• _Description of the task_: Count the lines below that contain the word "wrought" and give only the number.

• _Record set_:
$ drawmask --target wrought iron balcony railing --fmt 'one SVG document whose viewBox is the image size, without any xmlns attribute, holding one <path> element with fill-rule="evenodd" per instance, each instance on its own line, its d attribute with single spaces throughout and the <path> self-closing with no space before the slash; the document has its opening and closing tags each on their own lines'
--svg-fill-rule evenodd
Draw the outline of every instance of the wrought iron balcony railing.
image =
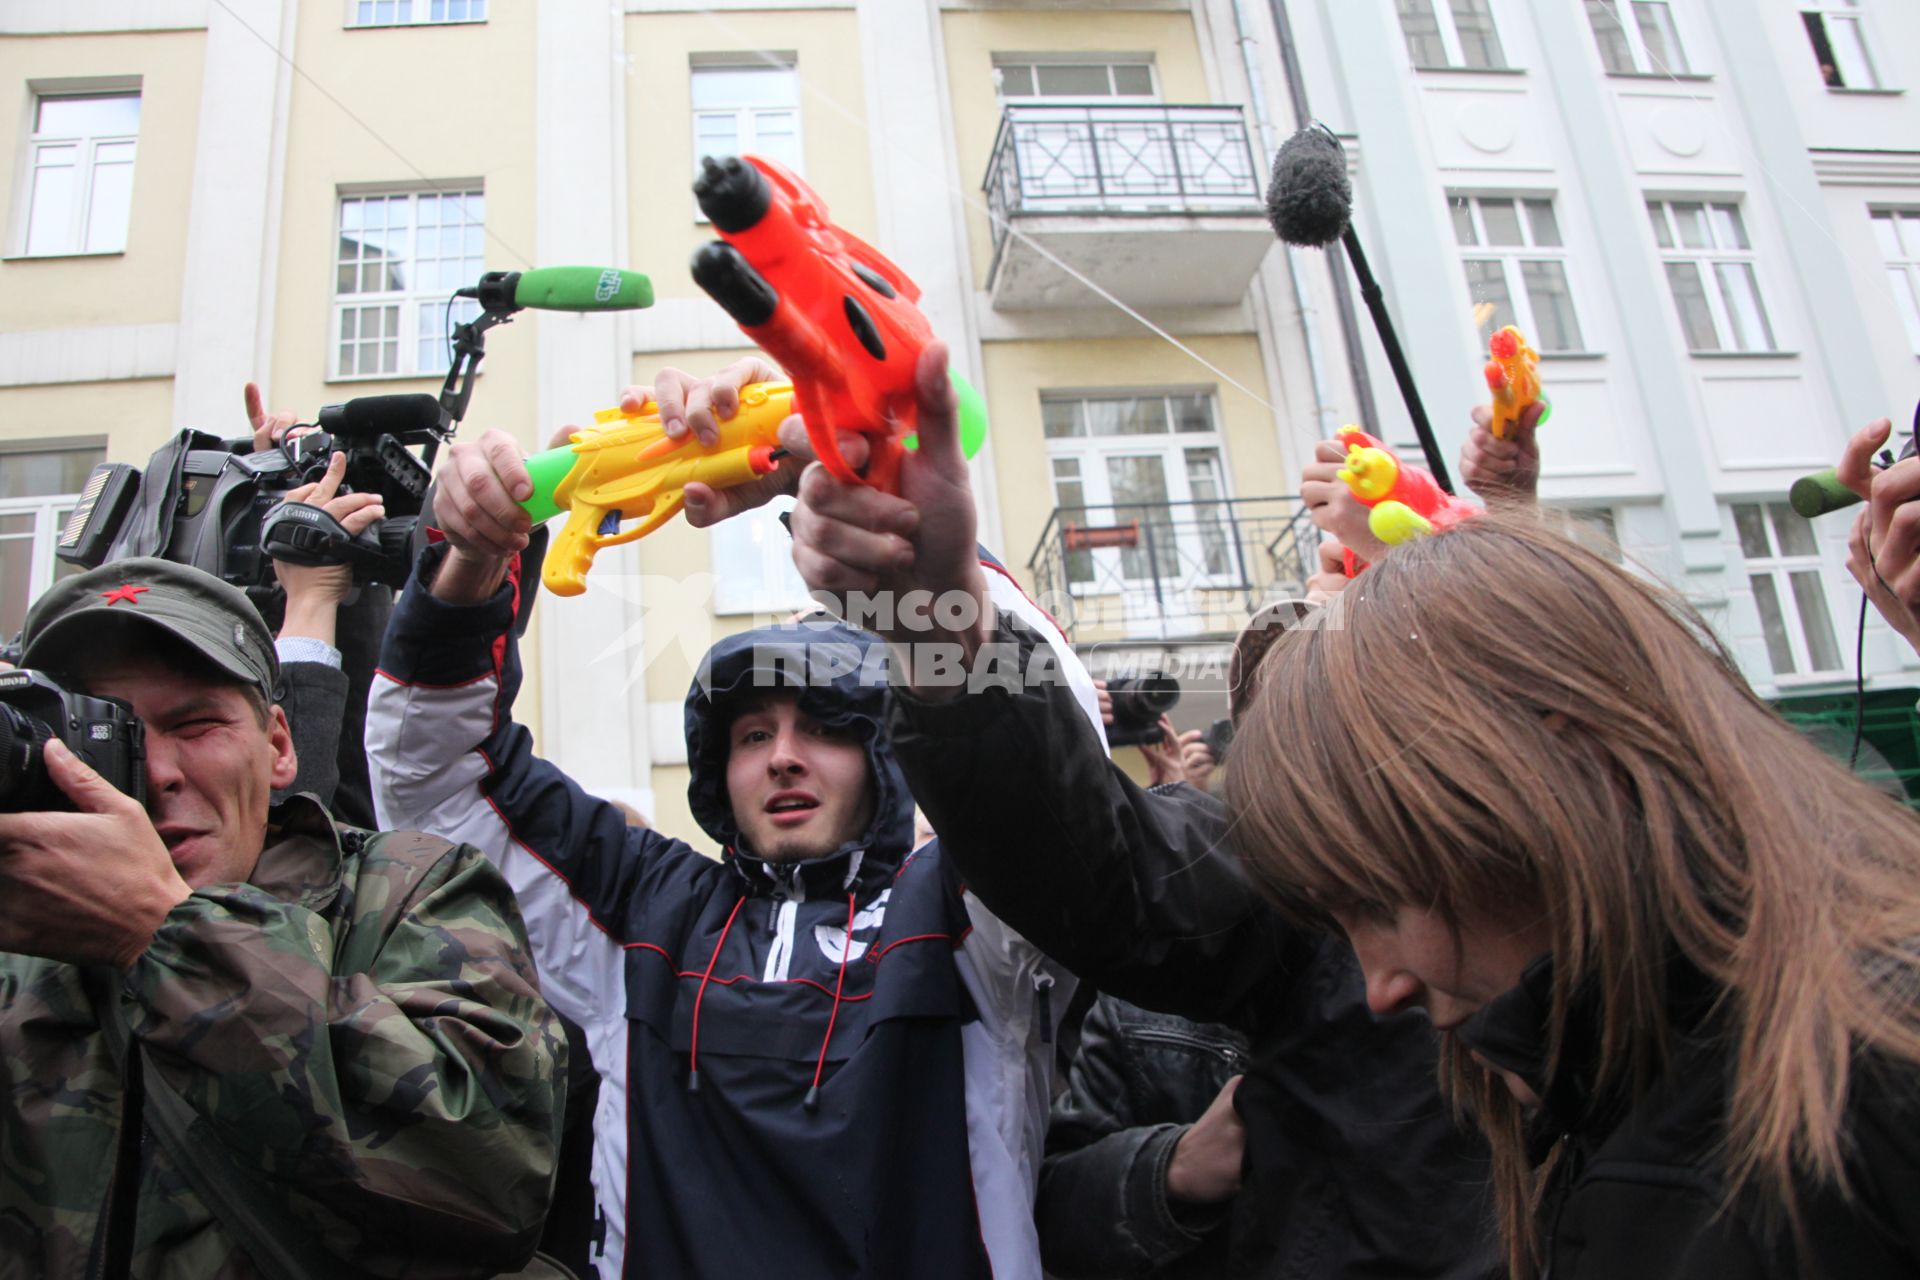
<svg viewBox="0 0 1920 1280">
<path fill-rule="evenodd" d="M 1069 639 L 1170 639 L 1301 594 L 1319 544 L 1298 498 L 1056 507 L 1027 567 Z"/>
<path fill-rule="evenodd" d="M 1015 106 L 987 165 L 994 247 L 1022 214 L 1257 213 L 1237 106 Z"/>
</svg>

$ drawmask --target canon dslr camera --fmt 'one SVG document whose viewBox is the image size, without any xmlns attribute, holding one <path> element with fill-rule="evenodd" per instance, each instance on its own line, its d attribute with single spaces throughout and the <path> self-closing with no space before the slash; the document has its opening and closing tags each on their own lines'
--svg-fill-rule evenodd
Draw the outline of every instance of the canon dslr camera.
<svg viewBox="0 0 1920 1280">
<path fill-rule="evenodd" d="M 146 738 L 126 703 L 74 693 L 38 671 L 0 671 L 0 813 L 73 808 L 47 773 L 46 746 L 54 738 L 146 803 Z"/>
</svg>

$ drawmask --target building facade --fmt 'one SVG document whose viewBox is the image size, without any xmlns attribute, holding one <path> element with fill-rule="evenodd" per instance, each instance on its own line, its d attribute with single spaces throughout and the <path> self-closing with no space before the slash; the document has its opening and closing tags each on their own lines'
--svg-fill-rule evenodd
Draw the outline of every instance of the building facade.
<svg viewBox="0 0 1920 1280">
<path fill-rule="evenodd" d="M 1850 731 L 1854 512 L 1809 523 L 1785 495 L 1873 419 L 1904 432 L 1920 397 L 1920 10 L 1285 10 L 1449 454 L 1485 326 L 1521 324 L 1555 406 L 1546 500 L 1686 591 L 1789 715 Z M 1871 740 L 1920 766 L 1913 652 L 1869 612 L 1864 655 Z"/>
<path fill-rule="evenodd" d="M 1222 641 L 1309 568 L 1312 442 L 1365 403 L 1407 434 L 1371 335 L 1353 376 L 1339 264 L 1265 222 L 1304 98 L 1449 453 L 1484 322 L 1518 321 L 1548 500 L 1770 696 L 1831 695 L 1845 518 L 1782 502 L 1920 381 L 1916 36 L 1891 0 L 0 0 L 0 629 L 95 462 L 241 434 L 249 379 L 303 418 L 435 390 L 482 271 L 628 268 L 658 301 L 493 330 L 469 435 L 531 450 L 747 354 L 684 264 L 699 157 L 751 152 L 920 285 L 987 403 L 989 547 L 1097 669 L 1180 670 L 1203 725 Z M 804 603 L 775 514 L 610 552 L 529 636 L 542 749 L 676 834 L 694 662 Z M 1869 625 L 1871 688 L 1916 666 Z"/>
</svg>

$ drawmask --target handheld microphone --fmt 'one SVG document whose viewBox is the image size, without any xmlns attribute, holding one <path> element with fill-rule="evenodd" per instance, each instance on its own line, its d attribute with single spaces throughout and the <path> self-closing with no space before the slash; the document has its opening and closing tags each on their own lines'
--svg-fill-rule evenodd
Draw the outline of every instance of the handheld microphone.
<svg viewBox="0 0 1920 1280">
<path fill-rule="evenodd" d="M 1898 462 L 1905 462 L 1920 452 L 1920 404 L 1913 407 L 1914 434 L 1907 437 L 1906 447 L 1900 450 Z M 1887 453 L 1880 453 L 1882 465 L 1886 463 Z M 1840 483 L 1840 473 L 1833 467 L 1825 471 L 1816 471 L 1810 476 L 1801 476 L 1787 490 L 1787 502 L 1794 511 L 1808 520 L 1826 515 L 1829 511 L 1840 511 L 1860 501 L 1860 495 Z"/>
<path fill-rule="evenodd" d="M 1267 184 L 1267 221 L 1273 224 L 1274 234 L 1288 244 L 1324 249 L 1339 241 L 1346 249 L 1354 279 L 1360 285 L 1360 297 L 1380 334 L 1380 346 L 1387 353 L 1400 398 L 1406 401 L 1407 416 L 1413 419 L 1413 434 L 1419 438 L 1427 470 L 1443 491 L 1452 493 L 1446 459 L 1427 421 L 1420 391 L 1413 385 L 1413 370 L 1400 349 L 1393 318 L 1387 314 L 1386 296 L 1373 278 L 1373 268 L 1367 265 L 1367 255 L 1353 229 L 1353 182 L 1347 177 L 1346 148 L 1326 125 L 1318 121 L 1308 125 L 1282 143 L 1273 157 L 1273 177 Z"/>
<path fill-rule="evenodd" d="M 480 283 L 454 291 L 476 298 L 482 310 L 512 315 L 536 311 L 635 311 L 653 305 L 653 282 L 638 271 L 612 267 L 536 267 L 531 271 L 489 271 Z"/>
</svg>

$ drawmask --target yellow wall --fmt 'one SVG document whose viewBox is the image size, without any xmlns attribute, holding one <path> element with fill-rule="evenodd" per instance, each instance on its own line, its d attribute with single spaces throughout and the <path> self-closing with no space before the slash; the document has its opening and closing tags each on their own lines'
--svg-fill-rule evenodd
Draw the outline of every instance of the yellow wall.
<svg viewBox="0 0 1920 1280">
<path fill-rule="evenodd" d="M 995 54 L 1148 54 L 1162 102 L 1206 102 L 1211 96 L 1193 19 L 1185 13 L 993 10 L 951 11 L 941 18 L 953 93 L 954 146 L 961 189 L 967 197 L 967 243 L 973 255 L 974 282 L 981 288 L 986 287 L 987 266 L 993 261 L 993 238 L 980 186 L 986 181 L 1000 128 L 1000 105 L 993 88 Z"/>
<path fill-rule="evenodd" d="M 108 462 L 146 466 L 160 441 L 154 424 L 172 420 L 171 378 L 0 388 L 0 440 L 71 448 L 104 438 Z"/>
<path fill-rule="evenodd" d="M 340 13 L 338 5 L 301 6 L 298 56 L 320 88 L 294 81 L 287 135 L 270 398 L 303 416 L 355 395 L 440 385 L 438 378 L 326 380 L 342 187 L 408 191 L 426 186 L 422 175 L 435 183 L 478 179 L 486 192 L 487 269 L 539 265 L 532 257 L 532 6 L 493 5 L 484 23 L 415 28 L 350 30 Z M 463 434 L 497 425 L 528 447 L 543 434 L 532 421 L 537 323 L 523 318 L 488 334 Z"/>
<path fill-rule="evenodd" d="M 1188 338 L 1187 345 L 1235 382 L 1272 400 L 1252 335 Z M 1209 387 L 1219 411 L 1228 484 L 1235 497 L 1293 491 L 1281 465 L 1273 416 L 1265 406 L 1216 378 L 1204 366 L 1155 337 L 1089 341 L 992 342 L 983 348 L 987 421 L 993 439 L 994 476 L 1007 545 L 994 548 L 1029 589 L 1027 558 L 1053 512 L 1053 480 L 1041 428 L 1043 391 L 1098 391 L 1160 386 Z"/>
<path fill-rule="evenodd" d="M 700 824 L 693 820 L 687 805 L 687 780 L 692 776 L 685 765 L 668 765 L 653 771 L 654 812 L 647 815 L 662 835 L 684 840 L 709 858 L 720 856 L 720 846 Z"/>
<path fill-rule="evenodd" d="M 179 318 L 205 48 L 204 31 L 0 40 L 0 83 L 19 86 L 17 93 L 0 95 L 0 139 L 7 147 L 7 163 L 0 165 L 0 209 L 8 211 L 8 252 L 25 238 L 26 193 L 19 190 L 25 173 L 19 156 L 33 127 L 27 83 L 141 78 L 126 252 L 0 263 L 0 333 Z"/>
<path fill-rule="evenodd" d="M 866 81 L 852 10 L 634 14 L 627 20 L 628 192 L 636 270 L 663 298 L 702 296 L 687 272 L 715 239 L 693 199 L 692 55 L 791 52 L 800 73 L 801 156 L 834 222 L 873 239 Z"/>
</svg>

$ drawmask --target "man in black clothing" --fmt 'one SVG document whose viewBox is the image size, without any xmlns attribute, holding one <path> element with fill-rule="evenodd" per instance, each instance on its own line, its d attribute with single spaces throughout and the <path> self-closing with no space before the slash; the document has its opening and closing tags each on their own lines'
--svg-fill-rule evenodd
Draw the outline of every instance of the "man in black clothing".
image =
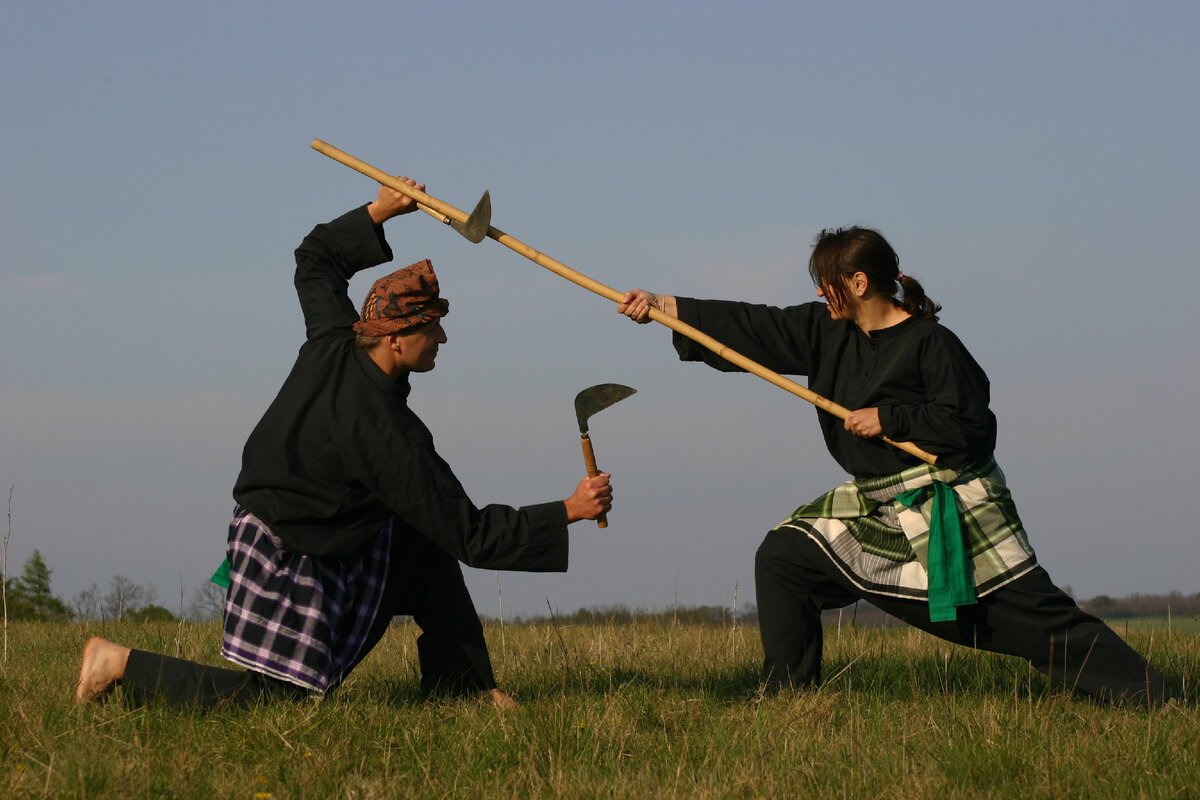
<svg viewBox="0 0 1200 800">
<path fill-rule="evenodd" d="M 424 691 L 513 704 L 496 687 L 458 562 L 565 571 L 567 525 L 610 510 L 612 489 L 599 475 L 565 501 L 480 508 L 467 497 L 407 402 L 410 375 L 432 370 L 446 342 L 449 304 L 432 265 L 376 281 L 361 315 L 346 296 L 356 272 L 392 258 L 382 223 L 413 210 L 382 187 L 375 202 L 318 225 L 296 250 L 306 341 L 246 442 L 234 486 L 221 654 L 247 670 L 93 637 L 78 700 L 118 682 L 141 700 L 199 705 L 323 694 L 393 616 L 411 614 L 423 631 Z"/>
</svg>

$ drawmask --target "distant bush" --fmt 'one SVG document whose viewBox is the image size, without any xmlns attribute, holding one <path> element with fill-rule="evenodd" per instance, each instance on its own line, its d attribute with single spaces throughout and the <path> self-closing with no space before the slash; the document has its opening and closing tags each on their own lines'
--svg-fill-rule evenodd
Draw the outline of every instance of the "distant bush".
<svg viewBox="0 0 1200 800">
<path fill-rule="evenodd" d="M 21 577 L 4 587 L 5 608 L 11 619 L 66 619 L 71 615 L 67 604 L 50 591 L 50 575 L 42 554 L 34 550 L 25 561 Z"/>
<path fill-rule="evenodd" d="M 142 606 L 137 611 L 131 611 L 125 618 L 133 622 L 174 622 L 175 615 L 159 605 Z"/>
</svg>

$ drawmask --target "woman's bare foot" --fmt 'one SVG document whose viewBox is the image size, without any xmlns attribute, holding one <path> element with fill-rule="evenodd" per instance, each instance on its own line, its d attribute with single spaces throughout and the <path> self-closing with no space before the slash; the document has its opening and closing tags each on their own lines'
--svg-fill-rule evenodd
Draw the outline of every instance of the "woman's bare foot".
<svg viewBox="0 0 1200 800">
<path fill-rule="evenodd" d="M 482 695 L 483 702 L 500 709 L 520 708 L 521 704 L 513 700 L 502 689 L 488 689 Z"/>
<path fill-rule="evenodd" d="M 86 703 L 108 694 L 125 674 L 129 648 L 108 639 L 93 636 L 83 646 L 83 664 L 79 668 L 79 686 L 75 702 Z"/>
</svg>

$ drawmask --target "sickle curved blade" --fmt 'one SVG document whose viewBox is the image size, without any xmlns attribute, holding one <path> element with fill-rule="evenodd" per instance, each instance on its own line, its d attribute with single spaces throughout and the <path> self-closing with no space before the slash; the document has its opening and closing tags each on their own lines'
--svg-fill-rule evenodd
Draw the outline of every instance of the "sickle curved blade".
<svg viewBox="0 0 1200 800">
<path fill-rule="evenodd" d="M 637 389 L 619 383 L 598 383 L 575 395 L 575 418 L 579 421 L 579 432 L 587 433 L 588 417 L 631 394 L 637 394 Z"/>
</svg>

• _Exercise result_: 2